_EXERCISE PROMPT_:
Extract from the entries below, exactly as given, only the lines from the line containing "positive clicks: (622, 174)" to the line containing "negative clicks: (614, 142)", both lines included.

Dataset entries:
* * * * * * *

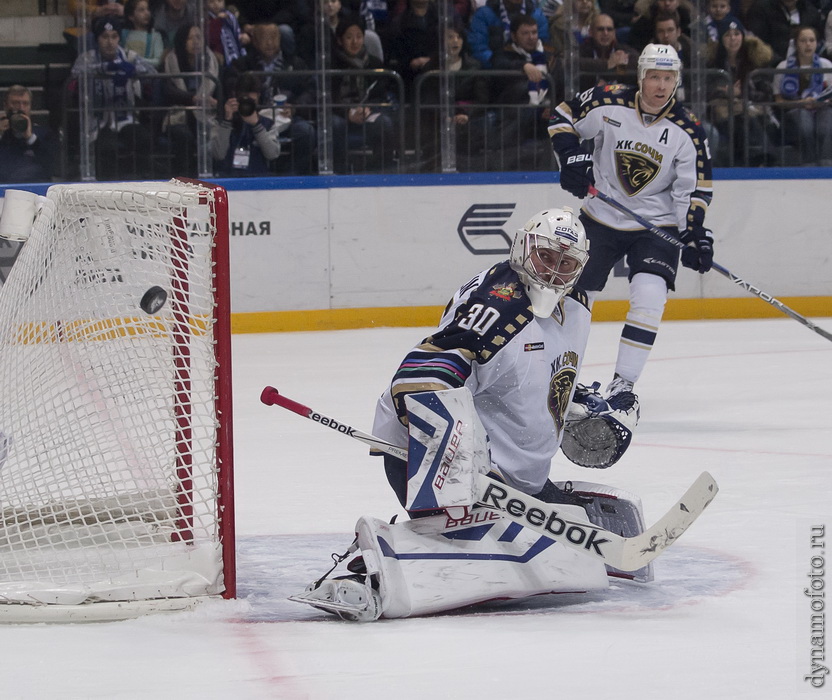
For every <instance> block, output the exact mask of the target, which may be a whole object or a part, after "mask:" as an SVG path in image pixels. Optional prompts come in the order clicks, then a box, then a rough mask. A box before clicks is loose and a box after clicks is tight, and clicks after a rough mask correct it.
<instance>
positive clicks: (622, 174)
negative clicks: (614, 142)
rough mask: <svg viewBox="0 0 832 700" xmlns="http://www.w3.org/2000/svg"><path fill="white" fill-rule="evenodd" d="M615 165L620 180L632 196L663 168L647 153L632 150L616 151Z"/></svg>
mask: <svg viewBox="0 0 832 700" xmlns="http://www.w3.org/2000/svg"><path fill="white" fill-rule="evenodd" d="M615 165H616V172H617V173H618V181H619V182H620V183H621V187H622V188H623V189H624V191H625V192H626V193H627V194H628V195H629V196H631V197H632V196H633V195H636V194H638V193H639V192H641V191H642V190H643V189H644V188H645V187H647V185H649V184H650V183H651V182H652V181H653V180H654V179H655V178H656V175H658V174H659V170H660V169H661V166H660V165H659V164H658V163H656V162H655V161H654V160H652V159H651V158H649V157H648V156H647V155H642V154H640V153H633V152H631V151H616V152H615Z"/></svg>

* * * * * * *

_EXERCISE SOLUTION_:
positive clicks: (622, 174)
negative clicks: (614, 142)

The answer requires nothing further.